WORK INSTRUCTIONS:
**a)** In two sentences, sum up the abstract on brain tumor metabolite analysis.
**b)** Answer these questions from the abstract on brain tumor metabolite analysis:
(i) Which two imaging methods does it name as the most widespread for routine analysis?
(ii) What was the approximate diameter of the probes used for sampling?
(iii) Which two tumor types were in the pilot cohort?

A new strategy for brain tumour metabolomic analysis

Introduction: Nowadays, diagnosis of brain tumours is mainly carried out via neuroimaging techniques. The most widespread methods for routine analysis include computer tomography and magnetic resonance imaging. While such methods are useful to localise tumours, they are unable to offer a conclusive diagnosis of the tumour type. A final diagnosis can only be made via a histological examination of tissue after tumour resection, or, in cases where the location of the tumour is not amenable to resection, after a biopsy of the tumour is carried out. Untargeted metabolite analysis is a relatively new approach to diagnostics, capable of establishing wide characterisation of endogenous metabolites of a given system, a method that can be applied to improve identification of tumour types via biomarker discovery. In this regard, sample collection and preparation can be said to be the most important step in metabolomic studies. Material and methods: In the current study, a solid phase microextraction (SPME) protocol for metabolo-mics, which has been successfully applied towards metabolite analysis in various biological materials in the last few years, was optimised for brain tumour tissue metabolomic analysis. In the current study, the described approach was applied to human brain tumours. Aiming to incur minimal tissue damage, the probes used for sampling were of diameter ca. 0.2 mm. Aiming to optimise the method towards enhanced recovery of the extracted metabolites, various desorption solvents were tested in an optimisation study. The final protocol was used for analysis of a pilot cohort of patients with glioma and meningioma tumours. Results: The results showed that a protocol where chemical biopsy was performed directly from resected tumour with 7-mm-long coating SPME probe and desorption was done using 0.3 mL of a mixture of acetonitrile and water 80:20 v/v was superior to other tested protocols. The optimised method allowed for successful differentiation between the two types of brain tumours studied: meningioma and glioma. Despite the relatively small cohort group involved in the study, several compounds were tentatively identified as statistically significant metabolites responsible for this differentiation. Conclusions: The presented preliminary data demonstrate a potential of the proposed method as a low invasive diagnostic tool for on-site analysis.

DATA TO EXAMINE:

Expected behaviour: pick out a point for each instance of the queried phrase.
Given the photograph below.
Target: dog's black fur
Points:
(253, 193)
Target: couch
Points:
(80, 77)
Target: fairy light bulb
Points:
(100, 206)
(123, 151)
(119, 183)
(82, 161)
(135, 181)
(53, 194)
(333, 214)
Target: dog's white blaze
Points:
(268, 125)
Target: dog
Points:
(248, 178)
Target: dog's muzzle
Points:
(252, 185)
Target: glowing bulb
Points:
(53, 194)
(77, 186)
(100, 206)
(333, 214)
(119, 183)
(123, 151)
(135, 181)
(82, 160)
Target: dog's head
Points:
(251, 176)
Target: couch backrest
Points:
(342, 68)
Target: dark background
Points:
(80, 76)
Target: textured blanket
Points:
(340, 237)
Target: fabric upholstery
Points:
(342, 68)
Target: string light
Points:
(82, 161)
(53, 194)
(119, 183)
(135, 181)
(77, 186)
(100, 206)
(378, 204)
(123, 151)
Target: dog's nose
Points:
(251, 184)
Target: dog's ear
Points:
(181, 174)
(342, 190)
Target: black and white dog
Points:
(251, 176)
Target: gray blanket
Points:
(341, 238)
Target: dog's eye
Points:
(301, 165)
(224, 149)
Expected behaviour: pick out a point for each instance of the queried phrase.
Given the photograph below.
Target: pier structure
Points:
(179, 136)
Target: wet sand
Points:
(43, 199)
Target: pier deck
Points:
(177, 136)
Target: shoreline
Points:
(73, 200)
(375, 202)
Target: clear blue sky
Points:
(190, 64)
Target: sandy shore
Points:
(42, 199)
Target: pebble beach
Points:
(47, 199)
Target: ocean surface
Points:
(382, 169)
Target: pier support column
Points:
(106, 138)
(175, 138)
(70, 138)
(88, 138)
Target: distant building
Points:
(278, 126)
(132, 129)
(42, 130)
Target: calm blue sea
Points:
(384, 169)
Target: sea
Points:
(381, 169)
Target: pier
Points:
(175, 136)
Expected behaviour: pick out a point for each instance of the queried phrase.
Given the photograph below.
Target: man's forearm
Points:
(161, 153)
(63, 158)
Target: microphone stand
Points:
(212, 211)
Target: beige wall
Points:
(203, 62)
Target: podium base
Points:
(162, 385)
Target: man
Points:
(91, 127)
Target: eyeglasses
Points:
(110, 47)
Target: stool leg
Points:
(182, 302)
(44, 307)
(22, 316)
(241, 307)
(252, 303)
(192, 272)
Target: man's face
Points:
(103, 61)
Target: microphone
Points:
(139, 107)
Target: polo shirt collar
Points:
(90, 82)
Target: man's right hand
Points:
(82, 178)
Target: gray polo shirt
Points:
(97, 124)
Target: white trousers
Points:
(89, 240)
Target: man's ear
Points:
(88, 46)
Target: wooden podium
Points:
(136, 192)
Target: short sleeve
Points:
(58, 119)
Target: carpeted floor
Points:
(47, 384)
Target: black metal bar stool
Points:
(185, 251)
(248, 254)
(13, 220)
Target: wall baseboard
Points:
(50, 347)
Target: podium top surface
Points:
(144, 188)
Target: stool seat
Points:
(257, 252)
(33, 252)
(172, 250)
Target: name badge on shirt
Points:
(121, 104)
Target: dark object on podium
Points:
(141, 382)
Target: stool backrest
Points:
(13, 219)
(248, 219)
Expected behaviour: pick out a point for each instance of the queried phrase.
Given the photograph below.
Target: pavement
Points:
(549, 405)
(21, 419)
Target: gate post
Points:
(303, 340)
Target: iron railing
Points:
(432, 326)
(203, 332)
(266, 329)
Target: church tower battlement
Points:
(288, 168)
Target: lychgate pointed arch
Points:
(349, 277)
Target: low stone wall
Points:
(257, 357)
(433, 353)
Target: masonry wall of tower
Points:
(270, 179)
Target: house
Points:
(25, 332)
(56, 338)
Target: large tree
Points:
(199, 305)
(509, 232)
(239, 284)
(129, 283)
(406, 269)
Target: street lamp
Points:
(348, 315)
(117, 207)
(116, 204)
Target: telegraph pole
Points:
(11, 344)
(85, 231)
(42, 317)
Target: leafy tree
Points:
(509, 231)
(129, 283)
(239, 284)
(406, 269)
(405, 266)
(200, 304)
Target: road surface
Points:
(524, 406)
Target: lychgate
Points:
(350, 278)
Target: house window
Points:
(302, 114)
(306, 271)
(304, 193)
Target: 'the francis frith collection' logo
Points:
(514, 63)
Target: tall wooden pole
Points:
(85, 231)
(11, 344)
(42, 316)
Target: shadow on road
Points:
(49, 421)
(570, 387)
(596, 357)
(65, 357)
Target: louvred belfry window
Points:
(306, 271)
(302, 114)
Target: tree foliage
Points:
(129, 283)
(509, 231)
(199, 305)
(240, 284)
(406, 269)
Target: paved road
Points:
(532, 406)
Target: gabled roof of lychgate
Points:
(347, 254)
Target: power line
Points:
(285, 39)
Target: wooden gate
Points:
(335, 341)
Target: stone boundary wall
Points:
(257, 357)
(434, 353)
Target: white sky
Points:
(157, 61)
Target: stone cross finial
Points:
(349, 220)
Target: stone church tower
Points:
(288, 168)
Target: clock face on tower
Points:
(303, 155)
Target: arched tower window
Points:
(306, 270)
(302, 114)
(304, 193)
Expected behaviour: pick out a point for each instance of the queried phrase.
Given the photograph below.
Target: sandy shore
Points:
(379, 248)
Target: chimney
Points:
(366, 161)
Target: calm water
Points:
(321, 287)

ANSWERS TO THE TASKS:
**a)** A solid phase microextraction (SPME) protocol was optimized for brain tumor tissue, using thin probes of about 0.2 mm to limit tissue damage and testing several desorption solvents. The best protocol, with direct sampling from the resected tumor using a 7-mm-long coated probe and desorption in 0.3 mL of 80:20 acetonitrile and water, distinguished meningioma from glioma in a pilot cohort, showing promise as a low invasive on-site diagnostic tool.

**b)**
(i) Computer tomography and magnetic resonance imaging.
(ii) About 0.2 mm.
(iii) Glioma and meningioma.